*Parts of the exercise*:
(a) Rewrite the paragraph of the power grid sabotage report below that begins "Lonnie Charles Denison, a 32-year-old computer specialist" as a short bulleted list that keeps its main facts.
(b) In the power grid sabotage report below, about what share of the state's electric transmission system does Cal-ISO control?
(c) According to the power grid sabotage report below, why did the prosecutor say Denison could be a danger to the community and to himself? Answer in one to three sentences.

*Reading passage*:
━━━━━━━━━━━━━━━━━━━━━━━━━━━━━━

Alleged saboteur of power grid gained access despite warning
SACRAMENTO — A contract technician accused of sabotaging computers at the agency that controls most of California’s electrical grid was able to enter the building and high-security inner rooms -- allowed in by electronic card readers and a handprint scanner -- even though his employer had warned days earlier that he should be denied access to the facility, authorities said.
Lonnie Charles Denison, a 32-year-old computer specialist, has a “history of mental illness, drug abuse and alcohol issues” that could make him a danger to the community and to himself, a prosecutor said at a court hearing Friday. Denison has used methamphetamines since age 23, the prosecutor said.
Sunday’s incident at the California Independent System Operator has raised alarms among state and federal energy regulators.
“Something failed,” said Erik Saltmarsh, executive director of the California Electricity Oversight Board, which is legally charged with reviewing Cal-ISO’s control of about three-quarters of the state’s electric transmission system. “It’s bad. It clearly flags that there is a problem either in the procedures” or the way they were carried out.

━━━━━━━━━━━━━━━━━━━━━━━━━━━━━━

*Dataset extract*:
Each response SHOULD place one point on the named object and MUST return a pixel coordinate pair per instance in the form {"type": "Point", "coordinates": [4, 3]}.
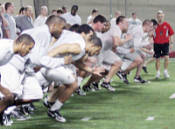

━━━━━━━━━━━━━━━━━━━━━━━━━━━━━━

*Task responses*:
(a)
- Lonnie Charles Denison is a 32-year-old computer specialist.
- At a court hearing Friday, a prosecutor said he has a "history of mental illness, drug abuse and alcohol issues."
- The prosecutor said this history could make him a danger to the community and to himself.
- According to the prosecutor, he has used methamphetamines since age 23.

(b) About three-quarters.

(c) The prosecutor pointed to his "history of mental illness, drug abuse and alcohol issues." The prosecutor also said he has used methamphetamines since age 23.